TASK REQUIREMENTS: Please copy the listing below word for word, leaving out the pictures.

---- DATASET CONTENT

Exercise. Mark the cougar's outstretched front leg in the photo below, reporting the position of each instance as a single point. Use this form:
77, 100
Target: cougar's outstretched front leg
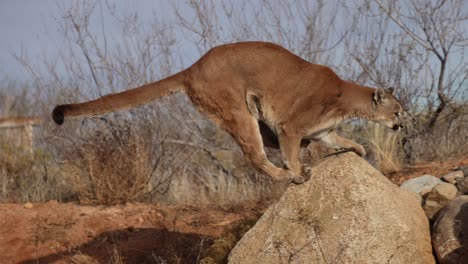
290, 147
332, 140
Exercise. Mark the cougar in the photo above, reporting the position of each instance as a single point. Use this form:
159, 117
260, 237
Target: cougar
263, 95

--------

TASK OUTPUT:
Exercise. Mark the cougar's outstretched front leg in the photo below, reporting the position of each instance as a single point. Use this form:
77, 100
Target: cougar's outstretched front leg
290, 147
332, 140
Exercise. Mark the cougar in the photo above, reporting the position of each instance as a single point. Use this form:
159, 117
260, 237
Target: cougar
263, 95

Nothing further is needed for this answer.